Dataset entries
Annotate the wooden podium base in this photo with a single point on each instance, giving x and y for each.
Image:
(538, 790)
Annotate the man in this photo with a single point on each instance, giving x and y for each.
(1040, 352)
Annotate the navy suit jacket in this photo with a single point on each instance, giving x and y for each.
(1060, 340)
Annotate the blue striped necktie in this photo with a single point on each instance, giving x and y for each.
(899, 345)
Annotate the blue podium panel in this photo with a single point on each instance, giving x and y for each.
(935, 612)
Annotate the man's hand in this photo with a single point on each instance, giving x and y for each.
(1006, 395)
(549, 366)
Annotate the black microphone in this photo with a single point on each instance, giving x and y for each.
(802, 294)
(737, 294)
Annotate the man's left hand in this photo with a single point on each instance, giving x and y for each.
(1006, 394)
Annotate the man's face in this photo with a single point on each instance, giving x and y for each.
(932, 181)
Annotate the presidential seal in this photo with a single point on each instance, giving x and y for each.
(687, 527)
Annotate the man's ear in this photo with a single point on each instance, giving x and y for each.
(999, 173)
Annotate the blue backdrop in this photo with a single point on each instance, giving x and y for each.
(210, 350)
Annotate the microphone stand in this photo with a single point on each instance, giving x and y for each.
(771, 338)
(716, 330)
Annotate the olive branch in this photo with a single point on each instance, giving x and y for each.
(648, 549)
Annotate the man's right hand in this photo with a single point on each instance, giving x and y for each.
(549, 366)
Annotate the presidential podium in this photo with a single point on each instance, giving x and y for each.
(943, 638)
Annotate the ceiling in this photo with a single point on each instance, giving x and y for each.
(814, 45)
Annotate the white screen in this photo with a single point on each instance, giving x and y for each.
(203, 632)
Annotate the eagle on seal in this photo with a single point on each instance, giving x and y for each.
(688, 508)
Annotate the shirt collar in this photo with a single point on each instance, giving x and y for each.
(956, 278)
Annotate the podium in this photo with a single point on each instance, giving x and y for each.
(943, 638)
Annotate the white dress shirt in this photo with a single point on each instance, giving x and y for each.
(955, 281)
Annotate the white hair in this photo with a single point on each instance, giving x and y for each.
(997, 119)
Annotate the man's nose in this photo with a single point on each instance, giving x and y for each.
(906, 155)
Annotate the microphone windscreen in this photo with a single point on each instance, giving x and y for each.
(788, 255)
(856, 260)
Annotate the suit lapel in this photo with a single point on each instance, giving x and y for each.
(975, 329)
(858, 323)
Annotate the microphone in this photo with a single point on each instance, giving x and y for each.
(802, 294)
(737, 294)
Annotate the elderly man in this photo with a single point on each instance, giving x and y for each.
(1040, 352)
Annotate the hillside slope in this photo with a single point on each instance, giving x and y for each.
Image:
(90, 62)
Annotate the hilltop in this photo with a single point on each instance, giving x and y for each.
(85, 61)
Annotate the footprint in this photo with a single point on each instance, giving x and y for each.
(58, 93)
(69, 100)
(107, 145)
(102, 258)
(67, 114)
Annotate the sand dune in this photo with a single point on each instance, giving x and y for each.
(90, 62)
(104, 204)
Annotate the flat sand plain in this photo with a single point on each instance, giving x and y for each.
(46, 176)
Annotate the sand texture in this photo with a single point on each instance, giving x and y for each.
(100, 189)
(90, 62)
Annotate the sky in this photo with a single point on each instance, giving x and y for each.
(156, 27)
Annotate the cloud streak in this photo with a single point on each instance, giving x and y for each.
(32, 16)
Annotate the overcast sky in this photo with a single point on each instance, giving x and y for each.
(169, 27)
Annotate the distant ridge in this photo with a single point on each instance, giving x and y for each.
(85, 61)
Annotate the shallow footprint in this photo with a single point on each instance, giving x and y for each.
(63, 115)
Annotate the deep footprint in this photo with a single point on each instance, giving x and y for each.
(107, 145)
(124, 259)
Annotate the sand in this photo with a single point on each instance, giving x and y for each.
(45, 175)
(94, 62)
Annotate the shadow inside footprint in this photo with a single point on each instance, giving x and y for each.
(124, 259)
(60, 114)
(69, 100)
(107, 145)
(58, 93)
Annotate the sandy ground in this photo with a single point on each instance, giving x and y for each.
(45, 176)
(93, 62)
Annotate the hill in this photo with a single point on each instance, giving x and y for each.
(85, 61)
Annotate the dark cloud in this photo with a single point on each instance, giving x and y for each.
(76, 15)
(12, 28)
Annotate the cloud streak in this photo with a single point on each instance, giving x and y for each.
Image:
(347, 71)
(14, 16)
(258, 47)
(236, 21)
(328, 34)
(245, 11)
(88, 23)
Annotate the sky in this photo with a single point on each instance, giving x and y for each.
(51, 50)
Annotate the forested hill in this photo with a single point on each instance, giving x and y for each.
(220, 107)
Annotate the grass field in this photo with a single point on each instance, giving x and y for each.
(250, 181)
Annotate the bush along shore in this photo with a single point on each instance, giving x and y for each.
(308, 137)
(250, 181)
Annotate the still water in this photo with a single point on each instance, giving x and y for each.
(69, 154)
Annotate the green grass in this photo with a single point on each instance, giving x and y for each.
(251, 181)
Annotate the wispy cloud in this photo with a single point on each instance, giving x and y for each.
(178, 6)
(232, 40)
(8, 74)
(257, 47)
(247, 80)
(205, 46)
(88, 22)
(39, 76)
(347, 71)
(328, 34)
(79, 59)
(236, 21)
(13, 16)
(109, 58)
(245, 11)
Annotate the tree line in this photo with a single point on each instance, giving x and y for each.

• [Assignment]: The data above must be returned in full, exactly as written.

• [Answer area]:
Annotate the wooden podium base in this photo with a single point on each instance, giving x and y for each.
Image:
(538, 790)
Annotate the man in this photo with a single point on each instance, giving x and y for each.
(1040, 352)
Annotate the navy suit jacket in this photo with a single point on each instance, giving x and y for each.
(1060, 340)
Annotate the blue striped necktie in this photo with a single point on each instance, giving x and y for each.
(899, 345)
Annotate the blue podium panel in this photo with a single point on each instance, giving x and y for each.
(935, 612)
Annotate the man's hand in this photo with a single point on each instance, giving x and y for each.
(1006, 395)
(549, 366)
Annotate the black microphone in this photo with a single point on each instance, giving x and y for each.
(802, 294)
(737, 294)
Annotate the man's left hand in this photo with a single point on each instance, giving x and y for each.
(1006, 394)
Annotate the man's face in this photo with a single point on each instance, giving x and y for each.
(932, 181)
Annotate the presidential seal in this photo with a single point on each instance, giving x and y for each.
(687, 527)
Annotate the man's ear in this photo with a single point on each instance, giving x and y for each.
(999, 173)
Annotate the blue backdrop in this photo with a single point on each instance, giving x and y for each.
(210, 350)
Annotate the microphone stand in this photo with a single point on each instance, giving x and y for each.
(771, 338)
(716, 330)
Annotate the olive branch in this photo with a single point on each instance, giving x and y for each.
(648, 549)
Annotate the man's right hand in this photo with a single point on each instance, giving x and y for each.
(549, 366)
Annotate the presidential podium in this photo with a single point on each instance, giving x and y for each.
(943, 638)
Annotate the ceiling in this photo with a single point on each instance, giving x and y for each.
(814, 45)
Annotate the white screen in this photo with a single point on each instance, giving x and y for each.
(203, 632)
Annotate the eagle on seal in this photo with a single point on each instance, giving x and y for each.
(688, 508)
Annotate the shirt collar in this photo with a single point on each instance, giving x and y for each.
(956, 278)
Annotate the podium in this photo with a single point on each instance, giving x and y for each.
(943, 638)
Annotate the white dress shirt in this photo with a single point on each instance, giving x and y for each.
(955, 281)
Annotate the white hair in this photo with a single point on each instance, giving x and y for each.
(997, 119)
Annotate the man's nose in this photo with a single point on each instance, giving x and y for each.
(906, 155)
Annotate the microphone windscreen in this photo with a single point on each instance, giving x and y for each.
(788, 255)
(856, 260)
Annotate the suit lapel in this photo with a single point on each instance, giving x and y for each.
(975, 329)
(858, 323)
Annotate the microphone in this photo with a single point on each instance, giving x and y for each.
(802, 294)
(737, 294)
Annotate the elderly man in this photo with a single point on each instance, giving x and y for each.
(1040, 352)
Annotate the hillside slope in this photo with a single point on each instance, giving x and y for each.
Image:
(90, 62)
Annotate the hilltop in this photo with a single point on each instance, giving x and y for each.
(85, 61)
Annotate the footprint in this photo with a single point on each instance, giving x and y for each.
(58, 93)
(69, 100)
(107, 145)
(102, 258)
(67, 114)
Annotate the sand dune in this photo with a single point on each instance, giving x and y for each.
(90, 62)
(104, 204)
Annotate the flat sand plain in this photo with a single point on each instance, giving x and y for each.
(46, 176)
Annotate the sand texture in this photo with a single point on each instance, giving x and y for each.
(100, 189)
(90, 62)
Annotate the sky in this photo with a single point on each instance, giving x and y for each.
(156, 27)
Annotate the cloud streak in this photo with a single point on each instance, giving x and y for each.
(32, 16)
Annotate the overcast sky in this photo with a single point on each instance, giving x and y for each.
(169, 27)
Annotate the distant ridge in this photo with a single point on each instance, giving x and y for each.
(85, 61)
Annotate the shallow footprint in this photo with a single point on each instance, giving x and y for each.
(63, 115)
Annotate the deep footprint in this photo with a single point on each instance, giving x and y for each.
(107, 145)
(124, 259)
Annotate the sand in this photo with a single point on each instance, giving x and y for each.
(45, 175)
(94, 62)
Annotate the shadow inside footprint in this photo with a single point on each instance, giving x and y for each.
(124, 259)
(60, 114)
(69, 100)
(107, 145)
(58, 93)
Annotate the sandy ground in this photo with a single point on each instance, giving x and y for each.
(45, 176)
(93, 62)
Annotate the hill in this photo with a single point on each instance, giving x and y for each.
(85, 61)
Annotate the dark cloud in this photo with a single point on each instance, giving x and y for each.
(76, 15)
(12, 28)
Annotate the cloud streak in this photo with a single point on each instance, giving x and y for each.
Image:
(347, 71)
(14, 16)
(258, 47)
(236, 21)
(328, 34)
(245, 11)
(88, 23)
Annotate the sky in this photo with a single point on each instance, giving x and y for each.
(51, 50)
Annotate the forested hill in this photo with a single point on each instance, giving x and y for each.
(220, 107)
Annotate the grass field in this photo with a single point on each instance, giving x and y for each.
(250, 181)
Annotate the bush along shore in this photo with a single point on each instance, giving x and y for each.
(308, 137)
(250, 181)
Annotate the still water in this photo with a single point on each instance, giving x and y for each.
(69, 154)
Annotate the green grass in this photo with a single point on each instance, giving x and y for each.
(251, 181)
Annotate the wispy cloud in this photo with a single point on each instance, giving x and y for each.
(178, 6)
(232, 40)
(8, 74)
(257, 47)
(247, 80)
(205, 46)
(88, 22)
(39, 76)
(347, 71)
(328, 34)
(79, 59)
(236, 21)
(13, 16)
(109, 58)
(245, 11)
Annotate the tree line in this photo with a single point on each instance, giving x and y for each.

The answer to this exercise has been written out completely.